» **TASKS TO CARRY OUT**
a) Reproduce the passage from the deep brain stimulation page starting at "Deep brain stimulation is used" and ending at "symptoms with medications.", but change "medications" to "drugs".
b) Write the next paragraph of the deep brain stimulation page, picking up after its final sentence.

Deep Brain Stimulation

Deep brain stimulation (DBS) is a therapeutic procedure that delivers electrical signals to select parts of the brain. This well-established technique is used to treat a variety of conditions in which electrical impulses are delivered to parts of the brain that regulate movement, pain, mood, weight or awakening. The goal is to disrupt certain brain pathways that are causing neurological symptoms. The electrical signals help control or possibly stop the symptoms of certain neurological conditions, including movement disorders and chronic pain.

Why Deep Brain Stimulation is Performed

Neurologists may recommend DBS when other therapies are not successful or there are no other treatment options. For example, if medication is no longer working to control tremor associated with Parkinson’s disease or frequent seizures associated with epilepsy, deep brain stimulation may significantly help improve a patient’s quality of life.

Conditions treated through Deep Brain Stimulation include:

Essential tremor, which is not due to Parkinson’s
Obsessive-compulsive disorder
Dystonia
Epilepsy
Parkinson’s disease tremor
Tourette syndrome
Chronic pain

Who is a Candidate for Deep Brain Stimulation?

Deep brain stimulation is used to treat a variety of neurological conditions including Parkinson’s disease, essential tremor, dystonia and epilepsy. However, this treatment is reserved for people who aren’t able to get control of their symptoms with medications.

» **DATA RECORDS**
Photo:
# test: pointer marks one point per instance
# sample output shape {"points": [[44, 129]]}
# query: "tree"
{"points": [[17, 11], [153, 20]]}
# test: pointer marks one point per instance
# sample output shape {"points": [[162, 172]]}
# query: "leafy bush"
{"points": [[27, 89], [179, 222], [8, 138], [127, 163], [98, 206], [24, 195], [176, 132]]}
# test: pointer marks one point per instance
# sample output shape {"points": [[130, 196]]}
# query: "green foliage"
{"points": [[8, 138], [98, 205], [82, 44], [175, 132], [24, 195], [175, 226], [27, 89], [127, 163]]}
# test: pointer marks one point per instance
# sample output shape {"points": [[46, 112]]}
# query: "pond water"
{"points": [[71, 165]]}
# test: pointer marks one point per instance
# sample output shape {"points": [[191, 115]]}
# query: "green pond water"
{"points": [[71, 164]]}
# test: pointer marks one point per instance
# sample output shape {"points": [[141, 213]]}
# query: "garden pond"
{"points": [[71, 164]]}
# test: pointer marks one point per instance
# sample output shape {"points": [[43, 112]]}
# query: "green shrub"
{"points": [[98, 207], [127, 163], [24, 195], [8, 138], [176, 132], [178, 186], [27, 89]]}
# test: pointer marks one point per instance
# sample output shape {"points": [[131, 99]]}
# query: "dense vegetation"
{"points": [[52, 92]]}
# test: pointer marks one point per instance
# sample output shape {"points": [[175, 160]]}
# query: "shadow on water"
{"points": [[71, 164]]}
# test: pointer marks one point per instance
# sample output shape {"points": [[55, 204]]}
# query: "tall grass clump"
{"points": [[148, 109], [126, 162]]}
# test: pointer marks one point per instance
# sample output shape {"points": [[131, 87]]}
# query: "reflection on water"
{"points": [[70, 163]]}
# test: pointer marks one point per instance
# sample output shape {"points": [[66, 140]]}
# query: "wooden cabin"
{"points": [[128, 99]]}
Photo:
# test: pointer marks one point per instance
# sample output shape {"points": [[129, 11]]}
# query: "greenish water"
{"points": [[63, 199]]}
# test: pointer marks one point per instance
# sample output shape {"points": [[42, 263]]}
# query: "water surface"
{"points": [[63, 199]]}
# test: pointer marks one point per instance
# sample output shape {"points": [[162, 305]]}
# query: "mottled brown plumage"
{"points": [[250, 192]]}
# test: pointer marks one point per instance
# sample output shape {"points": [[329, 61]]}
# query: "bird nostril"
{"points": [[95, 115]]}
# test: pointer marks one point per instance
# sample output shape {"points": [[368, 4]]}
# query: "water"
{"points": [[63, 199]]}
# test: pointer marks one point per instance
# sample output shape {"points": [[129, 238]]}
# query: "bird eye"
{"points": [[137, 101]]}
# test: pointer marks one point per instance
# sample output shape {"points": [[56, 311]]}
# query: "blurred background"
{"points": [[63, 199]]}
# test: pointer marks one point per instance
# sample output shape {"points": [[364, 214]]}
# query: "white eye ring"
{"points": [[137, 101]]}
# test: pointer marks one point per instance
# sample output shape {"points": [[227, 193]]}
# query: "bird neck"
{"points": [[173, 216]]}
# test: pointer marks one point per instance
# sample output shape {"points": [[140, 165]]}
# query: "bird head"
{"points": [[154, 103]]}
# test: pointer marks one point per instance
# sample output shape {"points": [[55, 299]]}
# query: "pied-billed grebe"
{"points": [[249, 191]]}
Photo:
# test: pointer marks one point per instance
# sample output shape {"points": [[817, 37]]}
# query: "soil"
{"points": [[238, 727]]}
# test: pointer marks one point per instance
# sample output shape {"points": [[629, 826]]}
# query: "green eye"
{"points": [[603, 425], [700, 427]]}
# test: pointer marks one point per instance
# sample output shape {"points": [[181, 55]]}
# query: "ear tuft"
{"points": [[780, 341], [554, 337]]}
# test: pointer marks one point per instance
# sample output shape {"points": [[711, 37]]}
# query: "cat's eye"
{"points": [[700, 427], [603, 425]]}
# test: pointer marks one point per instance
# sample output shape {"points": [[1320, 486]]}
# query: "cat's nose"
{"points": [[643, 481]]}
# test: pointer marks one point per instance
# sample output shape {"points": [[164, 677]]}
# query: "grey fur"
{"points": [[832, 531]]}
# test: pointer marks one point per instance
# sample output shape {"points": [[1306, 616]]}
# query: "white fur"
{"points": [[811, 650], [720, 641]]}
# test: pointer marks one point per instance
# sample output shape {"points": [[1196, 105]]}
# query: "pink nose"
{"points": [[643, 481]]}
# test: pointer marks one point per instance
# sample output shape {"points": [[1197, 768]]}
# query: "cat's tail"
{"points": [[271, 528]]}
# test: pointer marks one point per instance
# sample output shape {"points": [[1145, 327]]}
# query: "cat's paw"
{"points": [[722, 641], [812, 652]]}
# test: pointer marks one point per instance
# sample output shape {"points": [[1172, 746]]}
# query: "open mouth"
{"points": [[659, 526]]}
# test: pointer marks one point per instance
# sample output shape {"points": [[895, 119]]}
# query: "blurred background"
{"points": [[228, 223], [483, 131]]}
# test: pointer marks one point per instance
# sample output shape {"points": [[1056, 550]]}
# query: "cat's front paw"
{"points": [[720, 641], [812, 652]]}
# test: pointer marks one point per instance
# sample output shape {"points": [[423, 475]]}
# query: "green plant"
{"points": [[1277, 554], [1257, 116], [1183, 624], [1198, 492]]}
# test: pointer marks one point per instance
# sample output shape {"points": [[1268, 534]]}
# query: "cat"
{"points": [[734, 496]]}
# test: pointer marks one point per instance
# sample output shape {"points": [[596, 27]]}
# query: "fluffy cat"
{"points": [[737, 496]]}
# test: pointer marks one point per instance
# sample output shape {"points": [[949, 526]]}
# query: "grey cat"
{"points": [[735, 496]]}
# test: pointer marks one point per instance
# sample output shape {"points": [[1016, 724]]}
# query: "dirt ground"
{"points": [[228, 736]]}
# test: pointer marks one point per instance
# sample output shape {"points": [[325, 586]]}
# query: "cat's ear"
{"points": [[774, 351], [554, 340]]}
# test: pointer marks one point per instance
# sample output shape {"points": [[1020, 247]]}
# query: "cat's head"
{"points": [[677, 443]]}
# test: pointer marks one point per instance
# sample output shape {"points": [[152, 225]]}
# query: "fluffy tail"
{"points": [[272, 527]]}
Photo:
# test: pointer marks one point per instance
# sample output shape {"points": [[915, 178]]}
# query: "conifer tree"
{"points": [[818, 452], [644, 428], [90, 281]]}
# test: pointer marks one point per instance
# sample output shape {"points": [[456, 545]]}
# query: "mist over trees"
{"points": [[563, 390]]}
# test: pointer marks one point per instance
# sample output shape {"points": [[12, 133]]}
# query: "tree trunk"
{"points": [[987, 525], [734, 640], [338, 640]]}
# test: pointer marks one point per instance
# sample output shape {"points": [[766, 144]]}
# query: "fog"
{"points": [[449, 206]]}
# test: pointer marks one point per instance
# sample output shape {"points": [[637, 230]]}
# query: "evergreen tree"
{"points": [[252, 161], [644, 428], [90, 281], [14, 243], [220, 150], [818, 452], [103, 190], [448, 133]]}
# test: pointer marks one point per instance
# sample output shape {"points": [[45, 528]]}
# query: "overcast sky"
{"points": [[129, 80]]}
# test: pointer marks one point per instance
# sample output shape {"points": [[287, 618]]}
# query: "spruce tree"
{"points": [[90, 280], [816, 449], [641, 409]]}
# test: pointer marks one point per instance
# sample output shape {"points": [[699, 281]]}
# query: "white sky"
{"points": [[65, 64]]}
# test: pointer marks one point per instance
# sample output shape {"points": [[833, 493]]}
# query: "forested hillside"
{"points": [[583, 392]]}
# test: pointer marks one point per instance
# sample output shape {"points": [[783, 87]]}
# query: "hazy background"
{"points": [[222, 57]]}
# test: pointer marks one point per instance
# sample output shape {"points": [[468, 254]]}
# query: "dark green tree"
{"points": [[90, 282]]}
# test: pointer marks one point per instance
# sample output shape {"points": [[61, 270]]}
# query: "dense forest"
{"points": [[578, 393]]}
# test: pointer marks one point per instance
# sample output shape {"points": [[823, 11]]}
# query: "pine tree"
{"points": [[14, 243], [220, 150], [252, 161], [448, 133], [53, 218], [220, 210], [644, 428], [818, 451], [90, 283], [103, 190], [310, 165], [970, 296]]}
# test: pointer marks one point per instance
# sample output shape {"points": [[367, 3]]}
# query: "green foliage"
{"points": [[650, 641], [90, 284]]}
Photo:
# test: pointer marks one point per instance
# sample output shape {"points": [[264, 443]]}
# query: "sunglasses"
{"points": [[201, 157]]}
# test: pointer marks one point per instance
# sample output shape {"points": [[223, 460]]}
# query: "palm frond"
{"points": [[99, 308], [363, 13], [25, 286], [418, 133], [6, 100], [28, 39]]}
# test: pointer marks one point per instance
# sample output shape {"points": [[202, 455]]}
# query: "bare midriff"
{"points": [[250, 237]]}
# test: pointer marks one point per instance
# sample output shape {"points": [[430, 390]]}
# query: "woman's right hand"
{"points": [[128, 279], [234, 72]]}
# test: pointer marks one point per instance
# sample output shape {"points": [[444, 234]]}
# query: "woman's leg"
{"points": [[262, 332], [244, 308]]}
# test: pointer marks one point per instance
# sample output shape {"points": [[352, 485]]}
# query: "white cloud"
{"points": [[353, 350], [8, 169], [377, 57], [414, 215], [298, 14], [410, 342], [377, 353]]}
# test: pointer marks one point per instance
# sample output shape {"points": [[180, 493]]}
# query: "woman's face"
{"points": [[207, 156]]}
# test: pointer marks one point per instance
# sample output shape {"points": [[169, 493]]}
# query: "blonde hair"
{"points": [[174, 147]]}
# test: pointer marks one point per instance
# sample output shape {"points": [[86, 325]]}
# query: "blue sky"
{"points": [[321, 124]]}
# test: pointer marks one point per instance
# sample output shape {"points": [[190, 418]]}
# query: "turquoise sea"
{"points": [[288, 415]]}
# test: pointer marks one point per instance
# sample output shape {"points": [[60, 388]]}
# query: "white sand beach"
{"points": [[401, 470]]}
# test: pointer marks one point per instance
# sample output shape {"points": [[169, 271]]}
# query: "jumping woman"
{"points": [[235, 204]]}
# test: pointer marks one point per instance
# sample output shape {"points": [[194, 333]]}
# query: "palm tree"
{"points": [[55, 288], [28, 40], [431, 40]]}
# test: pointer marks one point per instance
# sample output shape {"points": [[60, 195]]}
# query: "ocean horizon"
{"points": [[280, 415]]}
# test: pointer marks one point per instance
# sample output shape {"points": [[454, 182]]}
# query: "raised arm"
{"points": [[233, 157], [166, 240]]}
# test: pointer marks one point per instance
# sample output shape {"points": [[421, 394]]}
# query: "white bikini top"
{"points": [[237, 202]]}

» **ANSWERS BY TASK**
a)
Deep brain stimulation is used to treat a variety of neurological conditions including Parkinson’s disease, essential tremor, dystonia and epilepsy. However, this treatment is reserved for people who aren’t able to get control of their symptoms with drugs.

b)
What Happens During Deep Brain Stimulation?

Deep brain stimulation surgery is a two-part process: surgery to implant the electrodes in the brain and a minor surgery to implant the stimulator under the skin near the patient's collarbone. DBS is a stereotactic procedure, meaning it relies on three-dimensional (3-D) mapping with magnetic resonance imaging (MRI) to pinpoint the target area.

For the brain surgery portion of the procedure, the patient is given local anesthetic and fitted with a special head frame to keep the head perfectly still. Then magnetic resonance imaging is used to map the patient’s brain and identify where they’ll put the electrodes.

The procedure takes three to four hours. Once the electrodes are in place, the surgeon closes the incision.

The second part of the surgery places the stimulator. A few weeks after surgery the impulse generator is turned on, at which time the programing is initiated. The surgeon reopens the incision in the skull to access the lead wires and threads them down to below the collarbone. The surgeon then places the electrical pulse generator through an incision in your chest wall or abdomen and connects it to the lead wires.